=== EXCERPTED TEXT ===

....

FAST workshop participants reported significant increases in their confidence in each aspect surveyed. Participants rated their confidence in using the FAST exam on a trauma patient with an average score of 3.3 pre-training and 4.5 post-training on the 5-point Likert scale (p = 0.007). When asked about their comfort level in making clinical decisions based on the FAST scan, pre-training average score was 3.5 and post-training was 4.5 (p = 0.016).
Participants also answered questions about their comfort with the technical aspects of using the ultrasound machine: ability to choose the correct probe (pre: 3.9, post: 4.6, p = 0.011), choosing the correct probe orientation (pre: 3.9, post: 4.6, p = 0.008), and adjusting the depth and gain (pre: 3.1, post: 4.4, p = 0.001).
Finally, participants rated their comfort with the specific views of the FAST scan: ability to find the correct subcostal view (pre: 3.3, post: 4.9, p < 0.001), right upper quadrant view (pre: 3.2, post: 4.6, p < 0.001), left upper quadrant view (pre: 3.2, post: 4.4, p = 0.001), and the pelvic view (pre: 3.2, post: 4.5, p < 0.001) (Table 2).

....

=== SUPPLIED DATA ===

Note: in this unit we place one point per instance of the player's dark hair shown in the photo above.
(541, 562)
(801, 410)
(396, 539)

....

=== WHAT THE TASK REQUIRES ===
Carry the text on the FAST ultrasound workshop forward from its final sentence. The data have no connection to the text on the FAST ultrasound workshop.

=== RESPONSE TO THE TASK ===
Table 2
Table 2
Participant pre- and post-training evaluation of FAST confidence and skill
This study has several limitations. Only 13 of the participants completed the survey. Those who felt more confident in their skill may have been more willing to complete the survey. As such, however, the survey does provide a sense of the response among the majority of the workshop participants.
Another limitation of the study was the lack of objective measure of participants’ ability to perform the FAST scan. It is not clear what technical ability or accuracy corresponds with a confidence level of 3 or how this differs from a confidence level of 4. Furthermore, it is unclear if this represents a clinically significant improvement. Objective technical skill data were difficult to obtain because of time constraints with the vast amount of information being taught during the short 2-day course. However, it has been shown in a previous study that operator confidence does in fact correlate with more accurate ultrasounds [4].
The study also was performed at one site over a short 2-day course with no long-term data on provider skill and confidence available at this time. However, it has been objectively shown that novice ultrasonographers can learn the FAST scan during a short 2-day trauma course [8]. Also, it has been demonstrated that in a developing country (Rwanda in 2008) after ultrasound instructors leave, providers who were taught the new modality continue to use the new skill with great frequency and accuracy [10].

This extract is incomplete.